WORK TO COMPLETE — Scan the entries below, and for each line that includes the word "segment", make a copy.

ENTRIES PROVIDED —
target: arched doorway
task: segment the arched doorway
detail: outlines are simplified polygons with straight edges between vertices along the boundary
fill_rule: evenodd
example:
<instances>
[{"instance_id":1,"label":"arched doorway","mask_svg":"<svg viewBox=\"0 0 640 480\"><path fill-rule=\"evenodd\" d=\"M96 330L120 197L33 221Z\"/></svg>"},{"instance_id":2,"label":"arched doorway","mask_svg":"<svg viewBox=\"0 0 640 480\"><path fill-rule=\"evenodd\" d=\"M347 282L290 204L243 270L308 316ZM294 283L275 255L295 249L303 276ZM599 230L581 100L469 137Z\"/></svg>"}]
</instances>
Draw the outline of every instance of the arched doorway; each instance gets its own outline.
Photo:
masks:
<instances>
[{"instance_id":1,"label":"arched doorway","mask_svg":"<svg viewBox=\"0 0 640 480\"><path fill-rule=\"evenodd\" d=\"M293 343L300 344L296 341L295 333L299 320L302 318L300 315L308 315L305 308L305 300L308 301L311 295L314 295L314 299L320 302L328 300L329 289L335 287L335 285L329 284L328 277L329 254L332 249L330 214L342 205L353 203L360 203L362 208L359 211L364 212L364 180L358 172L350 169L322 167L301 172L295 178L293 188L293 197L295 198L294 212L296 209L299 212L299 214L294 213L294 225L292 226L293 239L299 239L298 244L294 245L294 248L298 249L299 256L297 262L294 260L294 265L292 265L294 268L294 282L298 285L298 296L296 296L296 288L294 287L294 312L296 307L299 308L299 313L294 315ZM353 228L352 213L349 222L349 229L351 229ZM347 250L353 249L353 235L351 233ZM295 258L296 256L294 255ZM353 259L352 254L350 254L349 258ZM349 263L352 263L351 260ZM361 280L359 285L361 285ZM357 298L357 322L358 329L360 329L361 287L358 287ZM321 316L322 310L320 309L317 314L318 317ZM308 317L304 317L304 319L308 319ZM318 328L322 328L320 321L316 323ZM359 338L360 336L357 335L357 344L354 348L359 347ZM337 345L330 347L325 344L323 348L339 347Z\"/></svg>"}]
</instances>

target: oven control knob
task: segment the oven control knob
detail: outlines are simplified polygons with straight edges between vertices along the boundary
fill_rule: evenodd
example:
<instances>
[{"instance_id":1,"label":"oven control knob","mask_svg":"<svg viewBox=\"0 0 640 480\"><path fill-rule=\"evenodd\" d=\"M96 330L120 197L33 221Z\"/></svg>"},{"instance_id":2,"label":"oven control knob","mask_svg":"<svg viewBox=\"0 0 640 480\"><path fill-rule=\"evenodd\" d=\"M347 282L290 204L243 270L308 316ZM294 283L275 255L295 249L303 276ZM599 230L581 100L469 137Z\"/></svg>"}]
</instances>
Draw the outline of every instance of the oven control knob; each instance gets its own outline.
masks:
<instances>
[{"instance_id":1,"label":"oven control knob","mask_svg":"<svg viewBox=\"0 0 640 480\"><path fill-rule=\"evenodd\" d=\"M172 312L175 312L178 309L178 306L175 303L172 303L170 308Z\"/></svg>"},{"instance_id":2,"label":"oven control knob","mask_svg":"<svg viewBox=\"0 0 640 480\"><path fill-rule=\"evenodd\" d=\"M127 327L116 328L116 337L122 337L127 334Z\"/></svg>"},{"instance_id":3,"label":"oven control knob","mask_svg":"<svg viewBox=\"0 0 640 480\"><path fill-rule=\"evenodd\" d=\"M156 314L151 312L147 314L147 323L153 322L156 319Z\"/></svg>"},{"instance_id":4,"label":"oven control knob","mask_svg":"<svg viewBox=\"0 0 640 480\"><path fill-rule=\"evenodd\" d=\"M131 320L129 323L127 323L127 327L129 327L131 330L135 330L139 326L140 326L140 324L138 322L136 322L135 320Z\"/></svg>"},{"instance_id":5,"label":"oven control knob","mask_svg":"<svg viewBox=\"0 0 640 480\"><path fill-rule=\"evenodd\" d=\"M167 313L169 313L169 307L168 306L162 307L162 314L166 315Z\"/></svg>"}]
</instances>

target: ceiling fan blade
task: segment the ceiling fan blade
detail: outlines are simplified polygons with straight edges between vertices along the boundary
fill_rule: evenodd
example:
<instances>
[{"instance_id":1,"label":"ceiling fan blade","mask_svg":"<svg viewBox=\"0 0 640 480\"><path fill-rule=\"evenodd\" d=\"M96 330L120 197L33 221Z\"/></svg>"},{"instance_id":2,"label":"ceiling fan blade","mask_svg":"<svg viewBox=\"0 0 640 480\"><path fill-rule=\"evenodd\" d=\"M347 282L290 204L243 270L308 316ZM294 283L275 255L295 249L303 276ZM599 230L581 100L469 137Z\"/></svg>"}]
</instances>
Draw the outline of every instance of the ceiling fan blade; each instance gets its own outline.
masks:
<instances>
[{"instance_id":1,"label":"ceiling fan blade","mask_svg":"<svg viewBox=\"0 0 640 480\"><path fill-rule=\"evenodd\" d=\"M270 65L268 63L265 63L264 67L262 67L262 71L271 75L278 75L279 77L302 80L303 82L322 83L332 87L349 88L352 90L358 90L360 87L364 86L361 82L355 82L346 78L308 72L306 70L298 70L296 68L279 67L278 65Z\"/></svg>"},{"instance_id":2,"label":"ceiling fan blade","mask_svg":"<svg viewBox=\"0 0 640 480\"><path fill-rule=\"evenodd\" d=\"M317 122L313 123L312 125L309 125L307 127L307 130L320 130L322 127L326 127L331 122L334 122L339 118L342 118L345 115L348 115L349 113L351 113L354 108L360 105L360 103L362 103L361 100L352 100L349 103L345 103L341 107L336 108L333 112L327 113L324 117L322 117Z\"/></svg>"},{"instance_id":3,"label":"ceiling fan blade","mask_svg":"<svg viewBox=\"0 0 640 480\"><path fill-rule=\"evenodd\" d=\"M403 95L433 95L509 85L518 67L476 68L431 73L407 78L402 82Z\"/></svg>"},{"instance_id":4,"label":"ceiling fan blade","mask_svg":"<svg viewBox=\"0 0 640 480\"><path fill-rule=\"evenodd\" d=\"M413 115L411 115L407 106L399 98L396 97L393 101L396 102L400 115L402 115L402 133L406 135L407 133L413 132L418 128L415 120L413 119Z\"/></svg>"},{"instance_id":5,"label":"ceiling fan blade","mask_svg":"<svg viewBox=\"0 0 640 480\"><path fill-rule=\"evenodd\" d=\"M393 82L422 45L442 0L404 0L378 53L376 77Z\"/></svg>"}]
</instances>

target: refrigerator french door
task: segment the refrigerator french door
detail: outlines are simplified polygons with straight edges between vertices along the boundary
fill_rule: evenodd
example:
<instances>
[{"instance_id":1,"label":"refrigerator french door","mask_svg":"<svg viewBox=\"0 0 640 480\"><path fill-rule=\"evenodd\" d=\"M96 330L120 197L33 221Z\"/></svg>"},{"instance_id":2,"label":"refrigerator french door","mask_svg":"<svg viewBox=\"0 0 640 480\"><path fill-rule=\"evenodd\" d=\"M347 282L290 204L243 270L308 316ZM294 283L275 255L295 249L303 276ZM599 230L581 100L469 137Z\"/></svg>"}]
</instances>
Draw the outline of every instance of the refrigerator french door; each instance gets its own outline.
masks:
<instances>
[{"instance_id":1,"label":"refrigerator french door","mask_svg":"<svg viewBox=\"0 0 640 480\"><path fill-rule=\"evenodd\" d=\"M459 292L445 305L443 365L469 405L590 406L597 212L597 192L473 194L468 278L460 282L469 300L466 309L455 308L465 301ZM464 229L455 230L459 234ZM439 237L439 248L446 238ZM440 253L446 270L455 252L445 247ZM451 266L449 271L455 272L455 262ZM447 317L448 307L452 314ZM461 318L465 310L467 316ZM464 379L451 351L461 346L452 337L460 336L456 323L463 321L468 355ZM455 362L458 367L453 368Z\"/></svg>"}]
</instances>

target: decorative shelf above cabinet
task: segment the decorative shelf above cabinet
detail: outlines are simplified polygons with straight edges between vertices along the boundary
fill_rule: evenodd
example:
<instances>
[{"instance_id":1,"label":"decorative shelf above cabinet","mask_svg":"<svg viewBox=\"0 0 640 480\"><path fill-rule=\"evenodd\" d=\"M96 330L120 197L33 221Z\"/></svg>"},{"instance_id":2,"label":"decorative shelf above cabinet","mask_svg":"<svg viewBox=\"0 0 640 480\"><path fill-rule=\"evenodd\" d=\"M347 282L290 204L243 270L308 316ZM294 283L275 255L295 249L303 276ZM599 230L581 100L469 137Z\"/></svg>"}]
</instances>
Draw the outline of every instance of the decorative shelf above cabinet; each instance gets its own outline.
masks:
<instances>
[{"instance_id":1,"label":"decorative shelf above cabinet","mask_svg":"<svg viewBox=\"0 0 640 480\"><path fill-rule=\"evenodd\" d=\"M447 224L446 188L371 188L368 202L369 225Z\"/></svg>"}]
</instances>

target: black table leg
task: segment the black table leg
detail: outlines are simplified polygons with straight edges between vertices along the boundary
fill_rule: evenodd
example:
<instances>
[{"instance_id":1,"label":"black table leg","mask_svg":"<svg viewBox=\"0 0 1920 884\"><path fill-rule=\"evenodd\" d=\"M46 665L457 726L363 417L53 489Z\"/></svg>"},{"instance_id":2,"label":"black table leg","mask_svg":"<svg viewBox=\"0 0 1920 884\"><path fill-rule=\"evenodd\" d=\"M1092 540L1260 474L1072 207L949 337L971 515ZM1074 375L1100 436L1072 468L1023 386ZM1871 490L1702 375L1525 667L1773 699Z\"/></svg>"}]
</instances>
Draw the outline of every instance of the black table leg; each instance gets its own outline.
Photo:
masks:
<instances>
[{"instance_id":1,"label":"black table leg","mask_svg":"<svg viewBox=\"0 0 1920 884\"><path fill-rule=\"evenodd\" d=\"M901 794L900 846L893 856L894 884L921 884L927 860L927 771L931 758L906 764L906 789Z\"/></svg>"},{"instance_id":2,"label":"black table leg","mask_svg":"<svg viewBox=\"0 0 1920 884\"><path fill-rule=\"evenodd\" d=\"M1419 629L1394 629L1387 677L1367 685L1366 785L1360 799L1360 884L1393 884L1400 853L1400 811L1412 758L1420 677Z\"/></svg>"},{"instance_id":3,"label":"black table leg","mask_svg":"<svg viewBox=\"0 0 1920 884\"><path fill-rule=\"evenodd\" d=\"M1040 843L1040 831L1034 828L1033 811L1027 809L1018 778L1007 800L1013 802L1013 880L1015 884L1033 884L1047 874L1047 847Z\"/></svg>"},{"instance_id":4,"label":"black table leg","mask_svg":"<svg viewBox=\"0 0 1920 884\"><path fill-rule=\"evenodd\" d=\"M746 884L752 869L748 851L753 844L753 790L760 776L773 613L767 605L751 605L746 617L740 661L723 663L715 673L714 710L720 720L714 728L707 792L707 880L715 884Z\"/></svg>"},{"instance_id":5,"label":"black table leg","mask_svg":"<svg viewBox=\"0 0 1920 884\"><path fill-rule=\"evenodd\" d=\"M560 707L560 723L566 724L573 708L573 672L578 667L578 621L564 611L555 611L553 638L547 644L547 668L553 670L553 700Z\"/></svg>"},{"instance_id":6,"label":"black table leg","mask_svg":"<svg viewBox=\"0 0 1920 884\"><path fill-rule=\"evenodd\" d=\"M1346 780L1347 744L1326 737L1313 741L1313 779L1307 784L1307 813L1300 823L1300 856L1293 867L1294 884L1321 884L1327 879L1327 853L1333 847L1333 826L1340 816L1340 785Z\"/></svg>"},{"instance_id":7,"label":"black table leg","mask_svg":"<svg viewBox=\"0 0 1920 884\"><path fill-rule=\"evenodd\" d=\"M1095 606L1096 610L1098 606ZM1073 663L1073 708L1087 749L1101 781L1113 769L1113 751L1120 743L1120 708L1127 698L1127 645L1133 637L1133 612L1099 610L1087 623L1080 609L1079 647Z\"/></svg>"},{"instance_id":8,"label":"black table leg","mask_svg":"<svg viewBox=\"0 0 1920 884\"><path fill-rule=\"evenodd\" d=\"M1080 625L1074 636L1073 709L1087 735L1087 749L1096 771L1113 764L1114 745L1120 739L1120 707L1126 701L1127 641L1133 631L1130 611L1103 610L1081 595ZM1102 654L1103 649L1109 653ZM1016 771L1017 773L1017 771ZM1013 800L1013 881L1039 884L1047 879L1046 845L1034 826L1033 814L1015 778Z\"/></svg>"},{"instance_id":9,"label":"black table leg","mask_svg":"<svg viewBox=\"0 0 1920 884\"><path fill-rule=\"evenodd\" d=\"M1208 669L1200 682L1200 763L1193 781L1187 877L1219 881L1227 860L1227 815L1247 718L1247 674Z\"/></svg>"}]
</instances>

WRITTEN ANSWER —
task: segment the arched doorway
task: segment the oven control knob
task: segment the ceiling fan blade
task: segment the refrigerator french door
task: segment the decorative shelf above cabinet
task: segment the black table leg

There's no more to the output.